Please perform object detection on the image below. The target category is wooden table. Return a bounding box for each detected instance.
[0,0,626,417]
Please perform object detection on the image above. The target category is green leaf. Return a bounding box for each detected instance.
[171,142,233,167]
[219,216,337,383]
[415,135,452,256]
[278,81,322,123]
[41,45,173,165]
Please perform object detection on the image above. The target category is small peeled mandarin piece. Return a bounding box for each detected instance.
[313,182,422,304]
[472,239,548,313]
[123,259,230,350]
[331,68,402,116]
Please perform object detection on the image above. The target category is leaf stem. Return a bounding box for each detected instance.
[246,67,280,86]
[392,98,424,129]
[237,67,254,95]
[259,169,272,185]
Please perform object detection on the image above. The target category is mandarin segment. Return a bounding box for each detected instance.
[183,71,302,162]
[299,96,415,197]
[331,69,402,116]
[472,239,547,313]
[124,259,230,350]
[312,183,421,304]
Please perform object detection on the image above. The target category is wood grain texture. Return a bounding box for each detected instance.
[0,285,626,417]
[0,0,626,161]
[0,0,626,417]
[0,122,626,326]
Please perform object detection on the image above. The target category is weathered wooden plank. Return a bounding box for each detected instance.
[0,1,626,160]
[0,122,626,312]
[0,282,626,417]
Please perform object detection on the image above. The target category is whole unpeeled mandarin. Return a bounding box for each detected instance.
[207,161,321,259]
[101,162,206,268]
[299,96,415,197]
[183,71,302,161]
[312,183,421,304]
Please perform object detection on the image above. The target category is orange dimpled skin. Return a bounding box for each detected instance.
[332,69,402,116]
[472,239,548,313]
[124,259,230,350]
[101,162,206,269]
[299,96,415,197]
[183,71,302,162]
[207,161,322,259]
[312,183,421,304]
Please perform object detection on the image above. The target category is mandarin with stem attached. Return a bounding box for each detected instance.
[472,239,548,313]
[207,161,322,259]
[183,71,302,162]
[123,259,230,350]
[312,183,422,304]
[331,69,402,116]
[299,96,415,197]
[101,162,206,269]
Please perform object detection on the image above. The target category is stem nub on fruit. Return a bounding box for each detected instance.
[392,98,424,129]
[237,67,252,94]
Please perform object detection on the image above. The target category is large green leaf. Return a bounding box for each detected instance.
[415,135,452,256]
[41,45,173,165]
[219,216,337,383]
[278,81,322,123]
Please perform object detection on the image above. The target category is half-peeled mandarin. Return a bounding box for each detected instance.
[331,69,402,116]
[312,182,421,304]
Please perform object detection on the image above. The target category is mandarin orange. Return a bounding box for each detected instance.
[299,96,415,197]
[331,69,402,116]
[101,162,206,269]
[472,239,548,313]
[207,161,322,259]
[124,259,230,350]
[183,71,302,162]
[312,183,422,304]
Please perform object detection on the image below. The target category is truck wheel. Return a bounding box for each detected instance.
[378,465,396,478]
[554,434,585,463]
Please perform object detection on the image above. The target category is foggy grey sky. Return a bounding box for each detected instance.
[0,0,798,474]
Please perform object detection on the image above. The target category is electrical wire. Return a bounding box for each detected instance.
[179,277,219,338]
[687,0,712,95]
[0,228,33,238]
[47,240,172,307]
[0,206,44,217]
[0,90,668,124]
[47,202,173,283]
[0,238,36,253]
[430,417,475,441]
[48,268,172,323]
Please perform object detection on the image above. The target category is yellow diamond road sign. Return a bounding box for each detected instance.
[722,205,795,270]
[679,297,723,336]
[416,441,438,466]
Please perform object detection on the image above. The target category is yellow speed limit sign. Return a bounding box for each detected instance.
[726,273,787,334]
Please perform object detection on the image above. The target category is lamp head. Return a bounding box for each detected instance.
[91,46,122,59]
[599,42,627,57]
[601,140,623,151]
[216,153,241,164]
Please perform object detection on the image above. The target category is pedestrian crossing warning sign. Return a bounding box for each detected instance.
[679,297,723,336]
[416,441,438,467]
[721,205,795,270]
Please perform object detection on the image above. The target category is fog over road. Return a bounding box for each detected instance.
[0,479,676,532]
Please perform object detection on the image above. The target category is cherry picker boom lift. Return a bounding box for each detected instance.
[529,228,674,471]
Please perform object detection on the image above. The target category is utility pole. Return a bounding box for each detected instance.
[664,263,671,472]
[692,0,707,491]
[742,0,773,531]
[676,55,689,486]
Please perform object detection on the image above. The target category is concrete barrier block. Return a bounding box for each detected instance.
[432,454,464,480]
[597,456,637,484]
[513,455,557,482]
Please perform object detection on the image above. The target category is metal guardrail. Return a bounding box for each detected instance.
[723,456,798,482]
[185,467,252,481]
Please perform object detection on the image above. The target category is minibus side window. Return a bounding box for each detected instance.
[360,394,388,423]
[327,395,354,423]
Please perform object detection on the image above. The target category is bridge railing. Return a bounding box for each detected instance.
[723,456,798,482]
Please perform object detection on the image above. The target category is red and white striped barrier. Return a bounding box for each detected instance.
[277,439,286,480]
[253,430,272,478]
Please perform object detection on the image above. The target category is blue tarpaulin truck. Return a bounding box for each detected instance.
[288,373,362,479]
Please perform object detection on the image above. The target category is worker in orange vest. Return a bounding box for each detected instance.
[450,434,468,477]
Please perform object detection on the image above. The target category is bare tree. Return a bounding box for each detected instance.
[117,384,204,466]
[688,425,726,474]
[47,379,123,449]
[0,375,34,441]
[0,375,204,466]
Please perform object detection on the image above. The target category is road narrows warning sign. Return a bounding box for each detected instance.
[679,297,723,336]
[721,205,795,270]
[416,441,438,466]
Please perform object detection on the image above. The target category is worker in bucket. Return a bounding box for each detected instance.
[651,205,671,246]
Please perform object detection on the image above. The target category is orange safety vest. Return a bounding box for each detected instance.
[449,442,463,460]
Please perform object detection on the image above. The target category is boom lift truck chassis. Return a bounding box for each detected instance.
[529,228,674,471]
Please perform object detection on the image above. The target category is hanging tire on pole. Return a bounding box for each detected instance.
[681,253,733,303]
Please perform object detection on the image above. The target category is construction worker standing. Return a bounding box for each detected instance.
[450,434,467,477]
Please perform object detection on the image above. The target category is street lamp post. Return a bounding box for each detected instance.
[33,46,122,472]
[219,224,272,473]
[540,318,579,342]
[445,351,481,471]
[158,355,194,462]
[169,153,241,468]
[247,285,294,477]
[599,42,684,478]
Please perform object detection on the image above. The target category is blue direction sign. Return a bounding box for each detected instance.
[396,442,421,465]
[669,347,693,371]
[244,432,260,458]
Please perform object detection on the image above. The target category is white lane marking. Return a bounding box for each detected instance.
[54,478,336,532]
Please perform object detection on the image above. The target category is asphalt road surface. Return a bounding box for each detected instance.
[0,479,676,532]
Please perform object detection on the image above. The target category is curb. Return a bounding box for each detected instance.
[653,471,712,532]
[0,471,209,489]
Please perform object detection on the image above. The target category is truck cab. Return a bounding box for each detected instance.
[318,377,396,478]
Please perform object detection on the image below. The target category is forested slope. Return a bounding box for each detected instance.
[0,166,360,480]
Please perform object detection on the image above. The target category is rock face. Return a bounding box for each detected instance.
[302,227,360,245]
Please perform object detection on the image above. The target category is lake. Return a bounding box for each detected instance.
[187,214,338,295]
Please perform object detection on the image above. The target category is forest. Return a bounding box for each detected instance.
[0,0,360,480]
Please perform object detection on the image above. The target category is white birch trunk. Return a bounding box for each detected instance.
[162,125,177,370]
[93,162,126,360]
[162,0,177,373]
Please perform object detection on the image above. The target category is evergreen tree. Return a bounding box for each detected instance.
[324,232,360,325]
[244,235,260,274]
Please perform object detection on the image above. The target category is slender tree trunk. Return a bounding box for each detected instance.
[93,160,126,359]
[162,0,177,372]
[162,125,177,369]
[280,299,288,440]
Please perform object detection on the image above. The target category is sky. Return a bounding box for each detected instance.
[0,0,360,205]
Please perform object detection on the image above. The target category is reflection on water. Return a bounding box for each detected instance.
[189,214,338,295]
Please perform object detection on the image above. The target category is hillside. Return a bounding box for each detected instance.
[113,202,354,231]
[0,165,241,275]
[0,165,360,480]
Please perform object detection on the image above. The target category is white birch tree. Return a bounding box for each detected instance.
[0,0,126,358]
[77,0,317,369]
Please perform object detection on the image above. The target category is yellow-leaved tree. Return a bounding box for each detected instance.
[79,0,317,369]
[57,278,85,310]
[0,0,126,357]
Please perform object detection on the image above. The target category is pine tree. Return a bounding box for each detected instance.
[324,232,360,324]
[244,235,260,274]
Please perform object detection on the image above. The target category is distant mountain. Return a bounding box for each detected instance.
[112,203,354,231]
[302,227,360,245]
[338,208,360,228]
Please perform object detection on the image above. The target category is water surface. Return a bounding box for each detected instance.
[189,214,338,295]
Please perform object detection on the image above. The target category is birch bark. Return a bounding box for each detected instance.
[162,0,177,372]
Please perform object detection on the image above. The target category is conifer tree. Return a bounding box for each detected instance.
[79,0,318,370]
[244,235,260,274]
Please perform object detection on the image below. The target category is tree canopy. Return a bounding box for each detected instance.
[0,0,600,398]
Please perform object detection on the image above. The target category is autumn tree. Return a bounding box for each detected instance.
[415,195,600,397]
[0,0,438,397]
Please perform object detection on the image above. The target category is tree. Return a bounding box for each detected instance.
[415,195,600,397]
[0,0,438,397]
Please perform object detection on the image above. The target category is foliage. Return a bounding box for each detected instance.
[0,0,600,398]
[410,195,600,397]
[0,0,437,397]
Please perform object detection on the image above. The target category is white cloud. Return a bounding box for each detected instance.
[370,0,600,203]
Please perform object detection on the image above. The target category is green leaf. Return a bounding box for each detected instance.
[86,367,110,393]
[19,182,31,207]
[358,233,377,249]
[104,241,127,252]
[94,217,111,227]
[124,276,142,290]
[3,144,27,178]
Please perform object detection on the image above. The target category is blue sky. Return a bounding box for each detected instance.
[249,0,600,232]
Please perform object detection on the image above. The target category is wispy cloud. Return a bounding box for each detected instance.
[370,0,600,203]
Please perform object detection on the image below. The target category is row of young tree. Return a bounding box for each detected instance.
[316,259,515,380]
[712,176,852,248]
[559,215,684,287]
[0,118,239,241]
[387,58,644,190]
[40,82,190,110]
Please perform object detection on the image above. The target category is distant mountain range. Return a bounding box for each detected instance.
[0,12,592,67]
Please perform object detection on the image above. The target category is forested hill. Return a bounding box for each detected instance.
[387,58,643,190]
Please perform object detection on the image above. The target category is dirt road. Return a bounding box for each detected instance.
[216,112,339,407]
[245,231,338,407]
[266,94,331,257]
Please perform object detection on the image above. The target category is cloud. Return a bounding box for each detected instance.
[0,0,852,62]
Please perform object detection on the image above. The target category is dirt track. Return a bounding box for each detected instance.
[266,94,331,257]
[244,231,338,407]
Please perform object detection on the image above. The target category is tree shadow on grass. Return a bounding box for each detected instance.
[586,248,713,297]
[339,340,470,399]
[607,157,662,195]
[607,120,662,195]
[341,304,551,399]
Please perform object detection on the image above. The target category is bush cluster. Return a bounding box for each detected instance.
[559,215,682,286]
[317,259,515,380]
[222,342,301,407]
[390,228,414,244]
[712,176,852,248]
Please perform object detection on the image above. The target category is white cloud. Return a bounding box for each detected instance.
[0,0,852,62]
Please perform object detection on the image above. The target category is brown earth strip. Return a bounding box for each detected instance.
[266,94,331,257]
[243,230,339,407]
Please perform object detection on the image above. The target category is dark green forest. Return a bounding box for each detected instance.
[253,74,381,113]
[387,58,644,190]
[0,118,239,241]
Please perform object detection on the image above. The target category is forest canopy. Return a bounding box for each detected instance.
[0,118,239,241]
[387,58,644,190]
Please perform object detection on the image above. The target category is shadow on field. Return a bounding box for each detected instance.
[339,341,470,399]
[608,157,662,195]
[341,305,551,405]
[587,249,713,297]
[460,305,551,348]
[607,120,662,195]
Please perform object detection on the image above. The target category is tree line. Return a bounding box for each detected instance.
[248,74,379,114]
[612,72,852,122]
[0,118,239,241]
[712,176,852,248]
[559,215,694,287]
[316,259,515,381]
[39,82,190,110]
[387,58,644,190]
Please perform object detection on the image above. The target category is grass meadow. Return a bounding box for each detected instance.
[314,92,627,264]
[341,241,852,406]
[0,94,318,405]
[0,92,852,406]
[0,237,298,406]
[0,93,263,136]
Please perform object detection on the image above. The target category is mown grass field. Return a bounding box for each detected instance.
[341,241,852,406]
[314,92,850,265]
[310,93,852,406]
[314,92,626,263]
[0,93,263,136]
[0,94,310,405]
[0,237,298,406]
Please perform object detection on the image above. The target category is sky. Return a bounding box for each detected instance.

TASK DESCRIPTION: Output the stretch of the items from the line containing "category is slender" through the line containing "[77,0,317,369]" as a Markdown table with the columns Row and Line. Number each row, give one line per row, and omit blank lines.

RESPONSE FOR THIS EXERCISE:
| Row | Line |
|---|---|
| 1 | Please perform object detection on the image above. The target category is slender tree trunk. Return a bounding box for each detected instance. |
| 2 | [93,160,126,359] |
| 3 | [162,0,177,372] |
| 4 | [162,125,177,369] |
| 5 | [280,299,288,440] |
| 6 | Please perform object detection on the image above. The target category is sky. Return a bounding box for each detected instance. |
| 7 | [0,0,360,205] |
| 8 | Please perform object detection on the image above. The target category is reflection on water. Return a bounding box for each detected instance. |
| 9 | [189,214,338,295] |
| 10 | Please perform object detection on the image above. The target category is hillside. Return a bounding box for each detected instance. |
| 11 | [113,202,354,231] |
| 12 | [0,165,241,275] |
| 13 | [0,165,360,480] |
| 14 | Please perform object detection on the image above. The target category is white birch tree. Return a bounding box for each detected instance. |
| 15 | [0,0,126,358] |
| 16 | [77,0,317,369] |